::: Given passage

14.3.1 Understanding the <attributes> section

The <attributes> section defines the shape of the interface. It constitutes the attributes that are available in EDQ when configuring a Reader or Writer. For example, the following excerpt from the beginning of an interface file configures string and number attributes that can be used in EDQ:

<?xml version="1.0" encoding="UTF-8"?>
<realtimedata messenger="sqs">
<attributes>  
   <attribute type="string" name="messageID"/> 
   <attribute type="string" name="name"/> 
   <attribute type="number" name="AccountNumber"/> 
</attributes> 

[file continues]...

EDQ supports all the standard attribute types and they are:

  • string
  • number
  • date
  • stringarray
  • numberarray
  • datearray

14.3.2 Understanding the <messengerconfig> section

The following properties can be set in the <messengerconfig> section:

Property Description

queue

SQS queue URL (required).

credentials

Stored credentials name used to connect to stream; if omitted, platform (instance) authentication is used.

interval

Interval in milliseconds between polls for message reception. The default is 0 (long polls are used).

proxy

host:port proxy server for HTTPS calls.

deletemode

Controls message deletion after reception. Valid values are:

  • reception: Each message is deleted immediately on reception. This is the default.

  • completion: Each message is deleted when it has completed traversing the processes in the job.

  • off: Messages are not deleted automatically. They must be deleted manually, perhaps using the reception handle in a web service call.

MessageDeduplicationId

Deduplication ID for FIFO queues. May be overridden by header attribute. Two special values are supported:

  • $hash: The deduplication ID is computed as the SHA-256 hash of the message body.

  • $uuid: A random UUID is used as the deduplication ID.

MessageGroupId

Group ID for FIFO queues. May be overridden by header attribute.

DelaySeconds

Sending delay in seconds. May be overridden by header attribute.

MaxNumberOfMessages

Maximum number of messages to receive in one call. The default is 10.

VisibilityTimeout

The duration (in seconds) that the received messages are hidden from subsequent receive requests. The default is set in the queue definition.

WaitTimeSeconds

Wait time in seconds for long poll receive requests. The default is 20s.

Defaults can be set in realtime.properties with prefix "sqs.".

::::::

* _Job 1_: From the EDQ interface file documentation, copy everything from "MessageDeduplicationId" down to "Group ID for FIFO queues. May be overridden by header attribute.".
* _Job 2_: Resume the EDQ interface file documentation from the point where it stops.

::: Supplied data

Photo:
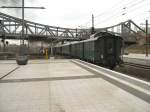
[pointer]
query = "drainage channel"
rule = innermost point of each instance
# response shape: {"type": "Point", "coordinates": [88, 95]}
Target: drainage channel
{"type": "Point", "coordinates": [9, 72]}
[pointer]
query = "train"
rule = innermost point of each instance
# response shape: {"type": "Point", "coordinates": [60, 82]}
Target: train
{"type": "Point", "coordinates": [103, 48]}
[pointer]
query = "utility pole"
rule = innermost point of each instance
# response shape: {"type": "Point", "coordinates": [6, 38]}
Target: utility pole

::::::
::: Supplied data

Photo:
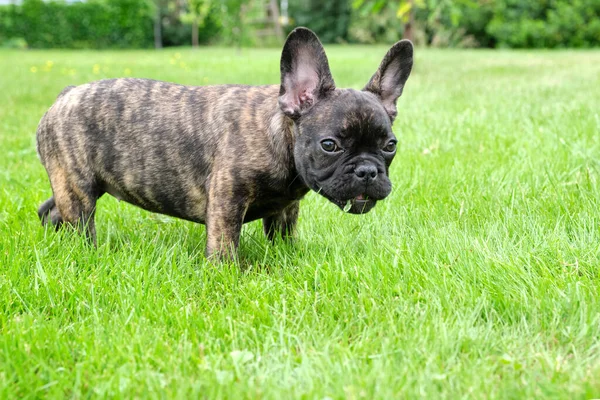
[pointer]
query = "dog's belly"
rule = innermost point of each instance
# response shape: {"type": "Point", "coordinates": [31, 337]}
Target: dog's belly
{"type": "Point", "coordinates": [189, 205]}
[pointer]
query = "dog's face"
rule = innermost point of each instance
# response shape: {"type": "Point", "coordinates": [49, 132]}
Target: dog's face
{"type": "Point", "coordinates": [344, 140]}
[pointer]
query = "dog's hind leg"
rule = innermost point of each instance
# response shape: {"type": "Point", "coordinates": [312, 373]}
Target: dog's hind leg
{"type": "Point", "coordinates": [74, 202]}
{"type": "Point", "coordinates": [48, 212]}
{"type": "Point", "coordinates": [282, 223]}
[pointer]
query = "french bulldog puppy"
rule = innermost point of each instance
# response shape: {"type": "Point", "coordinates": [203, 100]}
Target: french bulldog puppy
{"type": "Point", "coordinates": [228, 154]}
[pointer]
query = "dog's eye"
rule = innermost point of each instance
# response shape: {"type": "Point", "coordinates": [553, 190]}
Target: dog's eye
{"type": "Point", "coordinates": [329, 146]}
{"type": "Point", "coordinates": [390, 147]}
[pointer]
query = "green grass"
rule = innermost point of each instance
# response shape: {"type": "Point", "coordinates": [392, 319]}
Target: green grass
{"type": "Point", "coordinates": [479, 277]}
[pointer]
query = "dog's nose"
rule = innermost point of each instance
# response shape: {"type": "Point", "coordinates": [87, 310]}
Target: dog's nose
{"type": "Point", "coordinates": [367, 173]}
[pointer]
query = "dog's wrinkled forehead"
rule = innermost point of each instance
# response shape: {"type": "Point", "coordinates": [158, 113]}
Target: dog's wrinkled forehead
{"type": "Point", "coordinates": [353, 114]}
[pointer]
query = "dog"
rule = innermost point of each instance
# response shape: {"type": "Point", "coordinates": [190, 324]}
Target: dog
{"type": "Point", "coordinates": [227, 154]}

::::::
::: Supplied data

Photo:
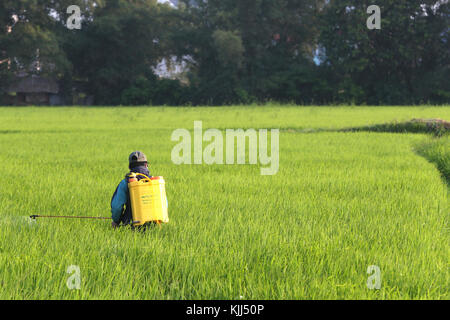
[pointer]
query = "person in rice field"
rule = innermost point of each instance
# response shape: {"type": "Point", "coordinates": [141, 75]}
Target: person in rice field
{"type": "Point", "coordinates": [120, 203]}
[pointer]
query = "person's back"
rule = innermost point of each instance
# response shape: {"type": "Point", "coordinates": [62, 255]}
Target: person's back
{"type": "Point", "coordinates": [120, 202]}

::::::

* _Exercise answer 1_:
MessageDeduplicationId

Deduplication ID for FIFO queues. May be overridden by header attribute. Two special values are supported:

  • $hash: The deduplication ID is computed as the SHA-256 hash of the message body.

  • $uuid: A random UUID is used as the deduplication ID.

MessageGroupId

Group ID for FIFO queues. May be overridden by header attribute.

* _Exercise answer 2_:
14.3.3 Understanding the <incoming> or <outgoing> section

The <incoming> or <outgoing> section defines how message metadata and values are converted to/from EDQ attributes. It consists of the following two subsections:

14.3.3.1 Understanding the <messageheaders> section

The <messageheaders> section allows attributes to be mapped to additional sending properties for transmission, and attributes to be set from message metadata on reception. Refer to the SQS Documentation for more details on each value. A non empty message header value will override a <messengerconfig> property with the same name.

The following standard headers are available:

Header name Settable Readable Type Description

DelaySeconds

yes

no

number

Sending delay in seconds

MessageDeduplicationId

yes

yes

string

Deduplication ID for FIFO queues

MessageGroupId

yes

yes

string

Group ID for FIFO queues

ApproximateFirstReceiveTimestamp

no

yes

number

Timestamp for first receive from queue

ApproximateReceiveCount

no

yes

number

Number of times message has been received

AWSTraceHeader

no

yes

string

X-Ray trace header

SenderId

no

yes

string

IAM user or role ID

SentTimestamp

no

yes

number

Sending timestamp

SequenceNumber

no

yes

number

Sequence number from SQS

MessageId

no

yes

string

Internal message ID

ReceiptHandle

no

yes

string

Receipt handle, required for manual deletion of messages

Custom message attributes

In addition to the standard headers defined above, the <messageheaders> section can also define custom attributes. Custom attribute names are prefixed with "messageattribute:" to distinguish them from standard headers.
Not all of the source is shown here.